WHAT THIS TASK INVOLVES
Without including any picture, transcribe the entries below word for word.

AVAILABLE DATA
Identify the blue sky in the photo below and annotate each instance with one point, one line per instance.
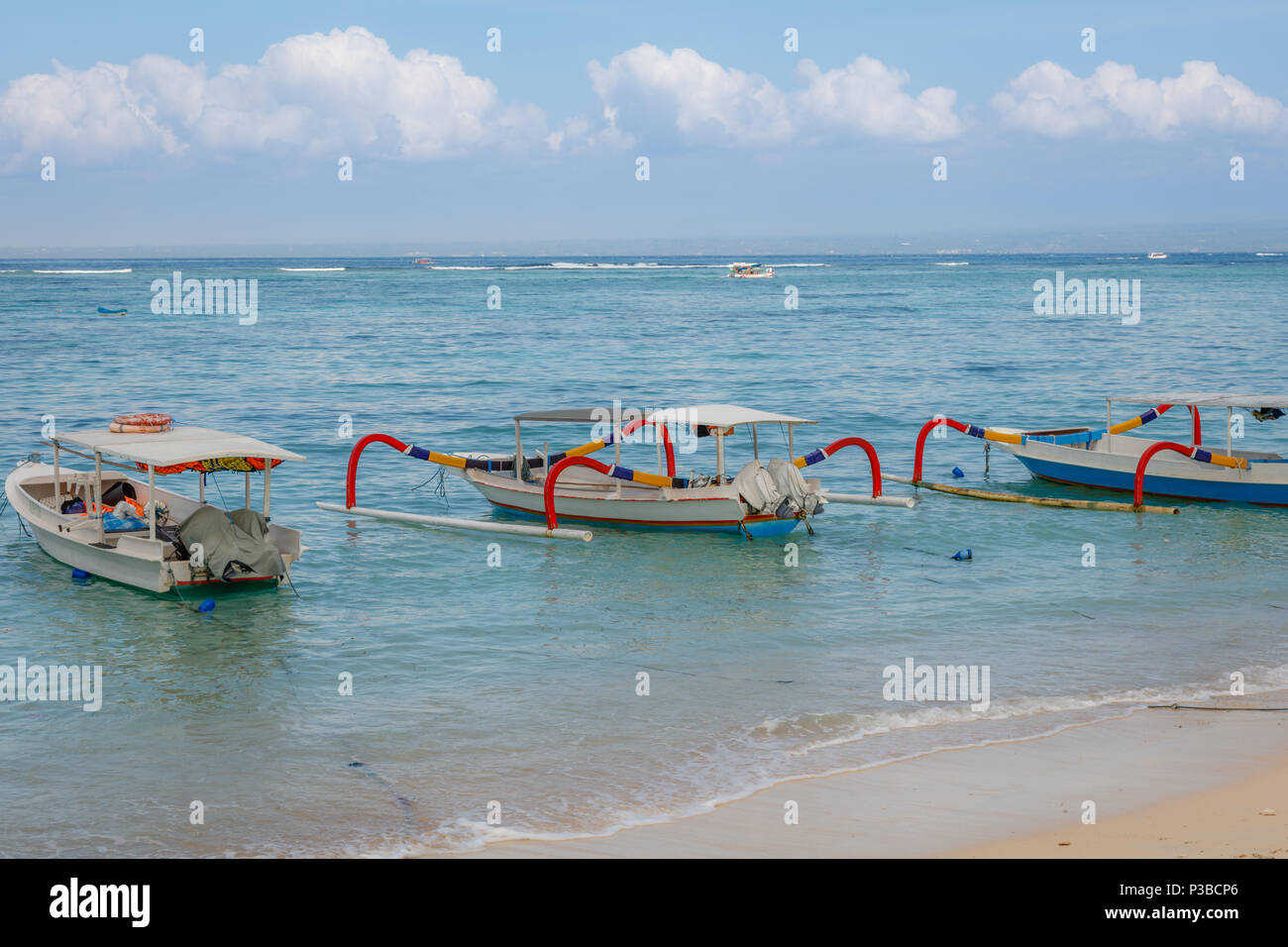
(239, 145)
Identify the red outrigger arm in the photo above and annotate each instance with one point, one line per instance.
(1008, 437)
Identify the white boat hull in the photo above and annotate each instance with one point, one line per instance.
(1111, 464)
(129, 558)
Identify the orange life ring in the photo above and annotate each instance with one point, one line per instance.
(141, 424)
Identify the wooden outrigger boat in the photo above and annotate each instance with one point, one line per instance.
(572, 487)
(1107, 458)
(117, 525)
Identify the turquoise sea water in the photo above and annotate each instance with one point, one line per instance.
(516, 684)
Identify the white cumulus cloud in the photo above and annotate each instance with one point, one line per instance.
(323, 94)
(681, 94)
(1051, 101)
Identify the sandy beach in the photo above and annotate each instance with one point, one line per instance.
(1164, 784)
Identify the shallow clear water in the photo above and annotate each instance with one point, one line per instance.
(518, 684)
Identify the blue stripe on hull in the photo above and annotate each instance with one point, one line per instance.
(767, 527)
(1263, 493)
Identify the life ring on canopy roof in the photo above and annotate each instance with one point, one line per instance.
(141, 424)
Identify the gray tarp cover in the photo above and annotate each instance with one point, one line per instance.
(243, 538)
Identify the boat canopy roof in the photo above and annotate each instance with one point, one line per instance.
(1207, 399)
(576, 415)
(721, 416)
(178, 446)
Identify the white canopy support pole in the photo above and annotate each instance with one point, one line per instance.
(153, 501)
(98, 492)
(617, 437)
(518, 454)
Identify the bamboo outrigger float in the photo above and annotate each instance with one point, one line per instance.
(574, 487)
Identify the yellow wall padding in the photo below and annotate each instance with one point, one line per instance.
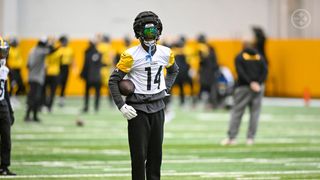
(294, 65)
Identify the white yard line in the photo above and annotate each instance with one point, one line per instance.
(108, 164)
(201, 174)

FINISHED TASK
Identify the blue sky in the photo below and annotate each instance with one point, one line per instance.
(239, 145)
Identify the red outrigger arm in the photo above and annotate each instance with one point, one line per instance.
(1008, 437)
Identify the white boat hull in the photo above and annotate each instance with one point, one line per instance.
(1111, 464)
(129, 558)
Identify the orange life ring in the photo above and annotate each instance with one point, one line per instance.
(141, 424)
Identify the wooden outrigger boat in the photo above and annotate each instance with one point, one line per instance.
(572, 487)
(1107, 458)
(117, 525)
Identify the turquoise sea water in the photo above and annotate each instance with one point, one line per instance.
(516, 684)
Identify the white cumulus cloud in the photo above and annotate each instance with one point, one line per instance.
(323, 94)
(681, 94)
(1051, 101)
Identify the sandy beach in the photo above and annotate each instance with one point, one line per instance.
(1164, 784)
Identify the shallow clear water in the photo above and annotate each instance with one point, one line per instance.
(518, 684)
Identify the blue stripe on hull in the photo above and annotate each instance with one point, one line per instance.
(767, 527)
(1263, 493)
Identify the life ring on canopy roof in the photo above and annotate each instance with one point, one line per instance.
(141, 424)
Identify the gray tarp cover in the photo above and annotate each instance with one point, one line per instance.
(243, 538)
Identify the boat canopy roof in the photo above and annotate each instance with one point, one line per instance.
(1207, 399)
(576, 415)
(721, 416)
(178, 446)
Identify the white canopy support pole in the photo above and annotate each instance with one point, one line per instance.
(153, 501)
(98, 492)
(617, 437)
(518, 454)
Identify the bamboo outrigger float in the photo above and annotate each instance with one point, one line per instance.
(574, 487)
Identify the yellow wall padding in the photo below and annotate each instance with one point, one line per instance.
(294, 65)
Identify the white yard line in the photo above and annotate each instance with one point, one line per instance.
(108, 164)
(201, 174)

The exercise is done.